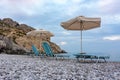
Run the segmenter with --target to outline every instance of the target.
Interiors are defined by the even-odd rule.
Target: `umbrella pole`
[[[39,48],[40,51],[42,51],[42,45],[41,45],[41,43],[42,43],[42,34],[40,33],[40,44],[39,44],[40,45],[40,48]]]
[[[81,54],[82,54],[82,30],[81,30]]]
[[[80,31],[81,32],[81,34],[80,34],[81,35],[81,41],[80,41],[80,43],[81,43],[80,44],[81,45],[80,46],[81,52],[80,53],[82,54],[83,53],[82,52],[82,30],[83,30],[83,22],[82,21],[80,21],[80,28],[81,28],[81,31]]]

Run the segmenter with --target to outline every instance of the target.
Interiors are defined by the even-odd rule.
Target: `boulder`
[[[31,26],[28,26],[26,24],[20,24],[18,29],[23,30],[25,33],[32,31],[32,30],[35,30],[34,28],[32,28]]]
[[[3,23],[5,23],[6,25],[8,25],[9,27],[17,27],[19,26],[19,24],[16,21],[13,21],[10,18],[4,18],[2,20]]]
[[[7,54],[24,54],[27,50],[14,43],[11,38],[0,35],[0,53]]]

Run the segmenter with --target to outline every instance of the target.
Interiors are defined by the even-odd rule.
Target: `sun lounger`
[[[75,58],[79,61],[79,59],[91,59],[92,60],[92,55],[85,55],[85,54],[75,54]]]
[[[96,62],[100,62],[101,59],[103,59],[104,62],[106,62],[106,59],[109,59],[108,56],[95,56],[95,55],[86,55],[86,54],[75,54],[74,56],[77,58],[78,61],[79,61],[79,58],[84,60],[91,59],[91,61],[93,59],[96,59],[97,60]]]
[[[40,52],[37,50],[37,48],[34,45],[32,45],[32,51],[35,56],[39,56]]]
[[[106,59],[109,59],[109,58],[110,58],[109,56],[99,56],[99,57],[98,57],[98,61],[99,61],[100,59],[103,59],[105,62],[107,62]]]
[[[43,47],[47,56],[54,57],[52,49],[47,42],[42,42],[42,47]]]
[[[30,56],[39,56],[40,52],[38,51],[38,49],[35,47],[35,45],[32,45],[32,50],[30,52],[27,52],[27,55]]]
[[[56,59],[58,57],[61,57],[61,58],[69,57],[68,55],[64,55],[64,54],[62,55],[62,54],[55,54],[55,53],[53,53],[51,46],[46,41],[42,42],[42,47],[43,47],[43,49],[44,49],[44,51],[45,51],[47,56],[56,57]]]

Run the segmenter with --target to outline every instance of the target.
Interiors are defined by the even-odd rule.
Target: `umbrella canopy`
[[[39,38],[39,48],[41,50],[41,42],[43,38],[50,38],[52,36],[54,36],[51,32],[46,31],[44,29],[39,29],[39,30],[33,30],[27,33],[28,37],[34,37],[34,38]],[[37,44],[38,45],[38,44]]]
[[[100,27],[100,18],[87,18],[78,16],[66,22],[62,22],[61,26],[67,30],[89,30]]]
[[[61,26],[67,30],[81,30],[81,53],[82,52],[82,31],[100,27],[100,18],[90,18],[78,16],[66,22],[61,22]]]
[[[40,37],[40,36],[44,36],[44,37],[52,37],[54,36],[51,32],[46,31],[44,29],[39,29],[39,30],[33,30],[27,33],[27,36],[34,36],[34,37]]]

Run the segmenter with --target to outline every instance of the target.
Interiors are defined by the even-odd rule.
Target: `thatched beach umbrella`
[[[78,17],[70,19],[66,22],[62,22],[61,26],[67,30],[80,30],[81,31],[81,52],[80,53],[83,53],[83,51],[82,51],[82,31],[100,27],[100,23],[101,23],[100,18],[90,18],[90,17],[78,16]]]
[[[39,30],[33,30],[27,33],[28,37],[34,37],[34,38],[39,38],[40,41],[40,50],[41,50],[41,42],[43,38],[50,38],[53,35],[53,33],[46,31],[44,29],[39,29]]]
[[[46,31],[44,29],[30,31],[27,33],[27,35],[35,36],[35,37],[40,37],[40,36],[52,37],[52,36],[54,36],[53,33],[51,33],[50,31]]]

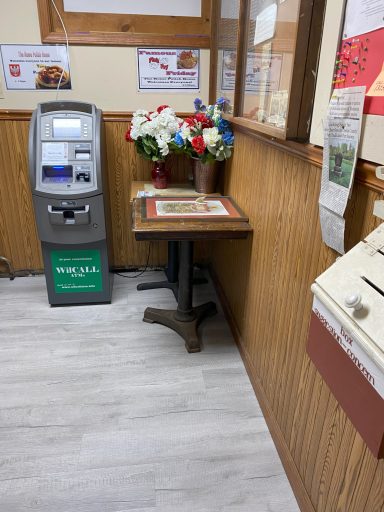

DIRECTIONS: Each entry needs to be returned verbatim, with its pictures left out.

TASK RESULT:
Run the segmenter with --target to outline every instance of the target.
Interiors are defined by the even-odd rule.
Target: `umbrella pole`
[[[39,48],[40,51],[42,51],[42,45],[41,45],[41,43],[42,43],[42,34],[40,33],[40,44],[39,44],[40,45],[40,48]]]
[[[81,54],[82,54],[82,30],[81,30]]]
[[[80,31],[81,32],[81,34],[80,34],[81,35],[81,41],[80,41],[80,43],[81,43],[80,44],[81,45],[80,46],[81,52],[80,53],[82,54],[83,53],[82,52],[82,30],[83,30],[83,22],[82,21],[80,21],[80,28],[81,28],[81,31]]]

Run the segmenter with --target to outline every instance of the target.
Interiors are defined by the even-odd rule.
Target: `boulder`
[[[31,26],[28,26],[26,24],[20,24],[18,29],[23,30],[25,33],[32,31],[32,30],[35,30],[34,28],[32,28]]]
[[[3,23],[5,23],[6,25],[8,25],[9,27],[17,27],[19,26],[19,24],[16,21],[13,21],[10,18],[4,18],[2,20]]]
[[[7,54],[24,54],[27,50],[14,43],[11,38],[0,35],[0,53]]]

Run the segmenter with --target to outline every instance of the target.
Interiors are defined by the even-odd rule.
Target: `sun lounger`
[[[75,58],[79,61],[79,59],[91,59],[92,60],[92,55],[85,55],[85,54],[75,54]]]
[[[96,62],[100,62],[101,59],[103,59],[104,62],[106,62],[106,59],[109,59],[108,56],[95,56],[95,55],[86,55],[86,54],[75,54],[74,56],[77,58],[78,61],[79,61],[79,58],[84,60],[91,59],[91,61],[93,59],[96,59],[97,60]]]
[[[40,52],[37,50],[37,48],[34,45],[32,45],[32,51],[35,56],[39,56]]]
[[[106,59],[109,59],[109,58],[110,58],[109,56],[99,56],[99,57],[98,57],[98,61],[99,61],[100,59],[103,59],[105,62],[107,62]]]
[[[43,47],[47,56],[54,57],[52,49],[47,42],[42,42],[42,47]]]
[[[30,56],[39,56],[40,52],[38,51],[38,49],[35,47],[35,45],[32,45],[32,50],[30,52],[27,52],[27,55]]]
[[[56,59],[58,57],[61,57],[61,58],[69,57],[68,55],[64,55],[64,54],[62,55],[62,54],[55,54],[55,53],[53,53],[51,46],[46,41],[42,42],[42,47],[43,47],[43,49],[44,49],[44,51],[45,51],[47,56],[56,57]]]

Run the segmenter with --target to outline every instance of the target.
Interiors are defined by the even-odd rule.
Target: `umbrella canopy`
[[[39,38],[39,48],[41,50],[41,42],[43,38],[50,38],[52,36],[54,36],[51,32],[46,31],[44,29],[39,29],[39,30],[33,30],[27,33],[28,37],[34,37],[34,38]],[[37,44],[38,45],[38,44]]]
[[[100,27],[100,18],[87,18],[78,16],[66,22],[62,22],[61,26],[67,30],[89,30]]]
[[[61,26],[67,30],[81,30],[81,53],[82,52],[82,31],[100,27],[100,18],[90,18],[78,16],[66,22],[61,22]]]
[[[40,37],[40,36],[44,36],[44,37],[52,37],[54,36],[51,32],[46,31],[44,29],[39,29],[39,30],[33,30],[27,33],[27,36],[34,36],[34,37]]]

Run the segmenter with --target to outline every instance of the target.
Interiors are defined by the even-odd rule.
Target: `thatched beach umbrella`
[[[78,17],[70,19],[66,22],[62,22],[61,26],[67,30],[80,30],[81,31],[81,52],[80,53],[83,53],[83,51],[82,51],[82,31],[100,27],[100,23],[101,23],[100,18],[90,18],[90,17],[78,16]]]
[[[39,30],[33,30],[27,33],[28,37],[34,37],[34,38],[39,38],[40,41],[40,50],[41,50],[41,42],[43,38],[50,38],[53,35],[53,33],[46,31],[44,29],[39,29]]]
[[[46,31],[44,29],[30,31],[27,33],[27,35],[35,36],[35,37],[40,37],[40,36],[52,37],[52,36],[54,36],[53,33],[51,33],[50,31]]]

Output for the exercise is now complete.